== SUPPLIED INFORMATION ==
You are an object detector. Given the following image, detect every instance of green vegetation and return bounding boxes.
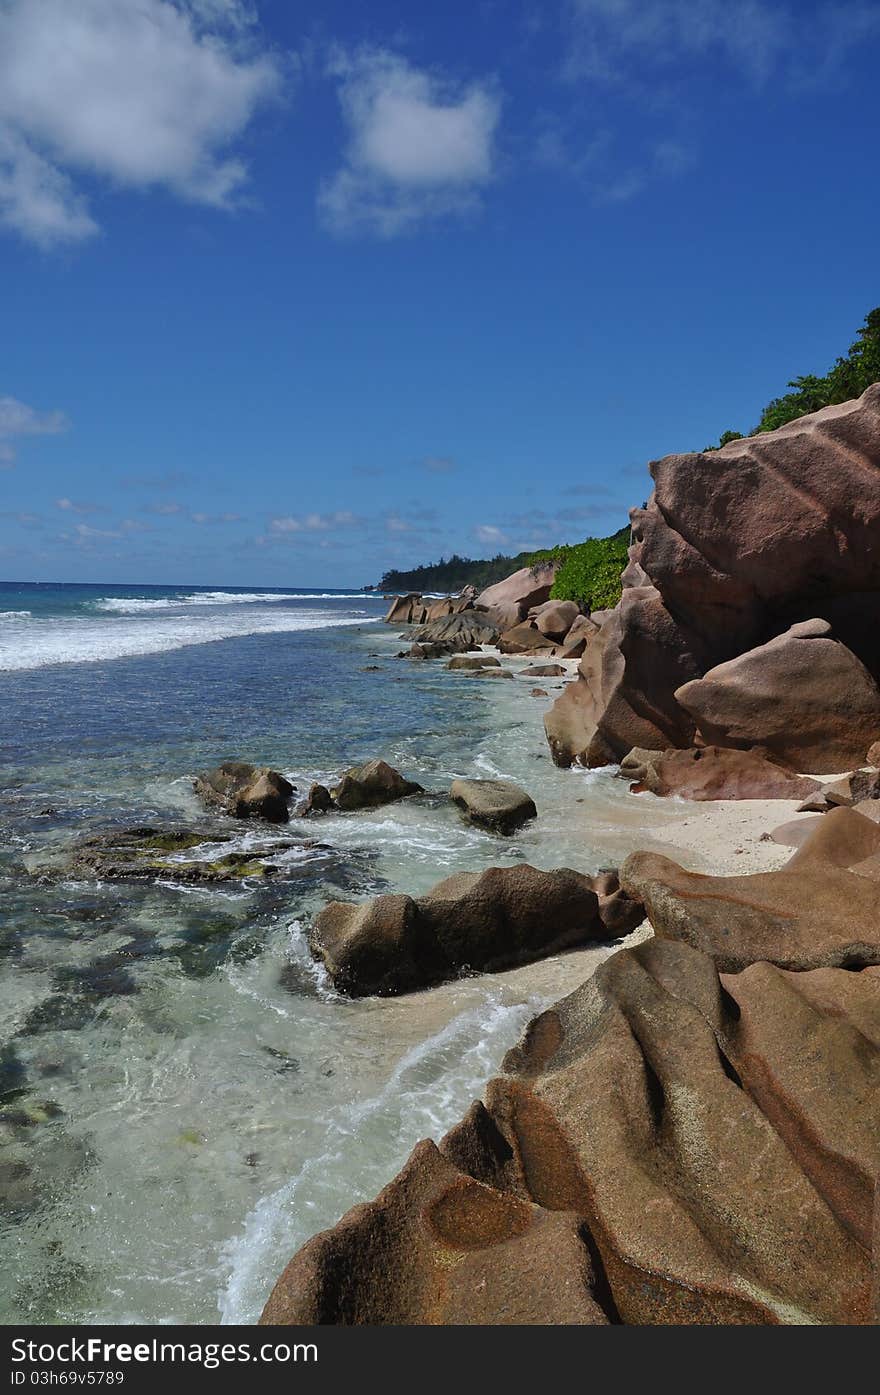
[376,527,631,611]
[376,550,549,595]
[708,305,880,447]
[529,528,631,610]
===
ACTIVITY: Output the lines above in full and exactly. Leave out every picture.

ANSWER:
You are an object detector. Given the following image, detect every instance of green vegetation and return bounding boxes.
[376,527,631,611]
[376,550,549,595]
[708,305,880,447]
[529,528,631,610]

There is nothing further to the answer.